::: Data :::

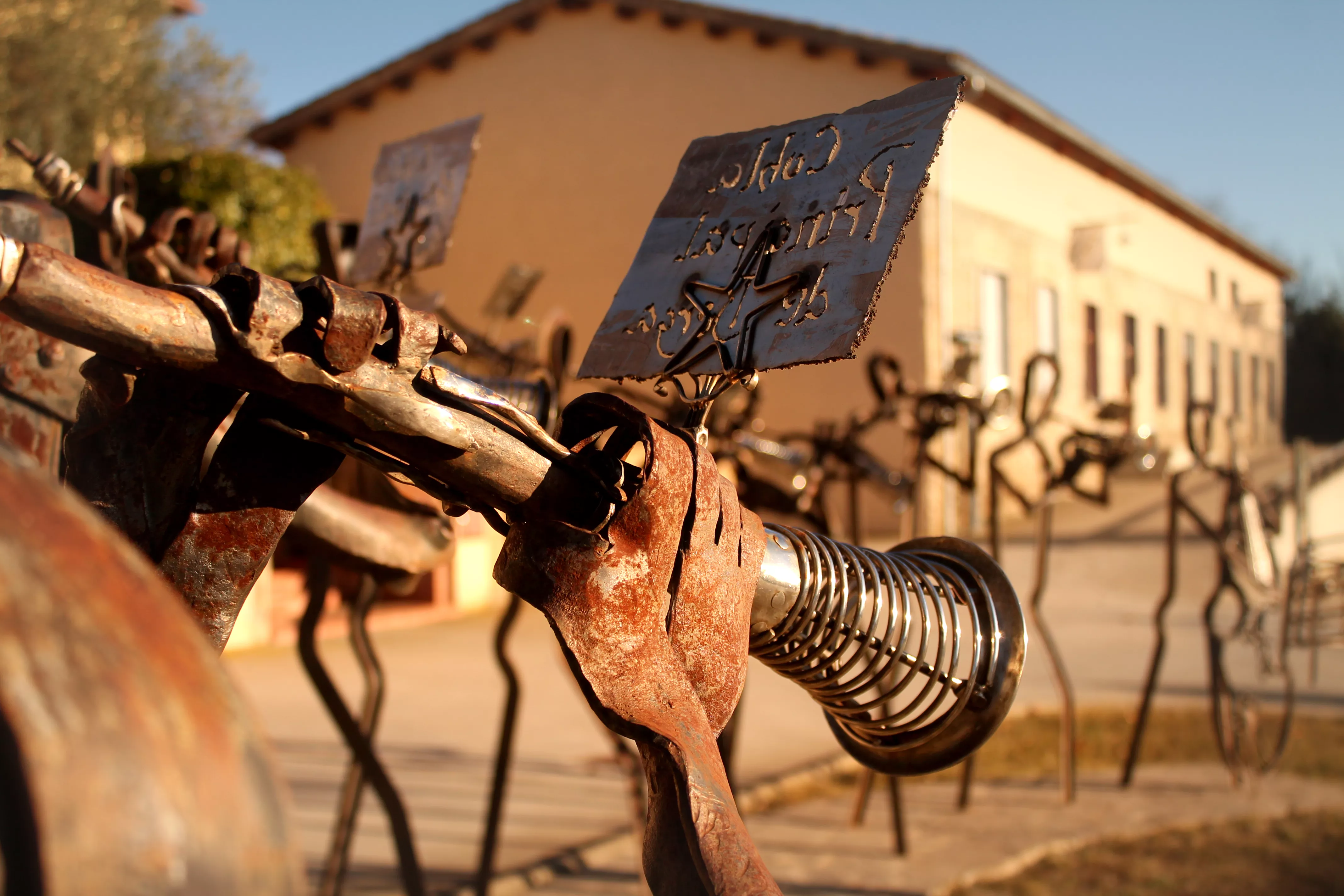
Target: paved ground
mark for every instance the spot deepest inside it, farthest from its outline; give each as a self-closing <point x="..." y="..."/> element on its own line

:::
::: Data :::

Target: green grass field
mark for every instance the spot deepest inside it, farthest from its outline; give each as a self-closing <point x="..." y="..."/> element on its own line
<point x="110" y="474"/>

:::
::: Data :::

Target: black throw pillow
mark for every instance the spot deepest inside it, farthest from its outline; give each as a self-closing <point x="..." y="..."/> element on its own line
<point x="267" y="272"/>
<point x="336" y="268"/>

:::

**Task to complete**:
Which rows contain the word "Target"? Pick out each of those rows and copy it in full.

**Solution to this exercise**:
Target: paved ground
Target: green grass field
Target: black throw pillow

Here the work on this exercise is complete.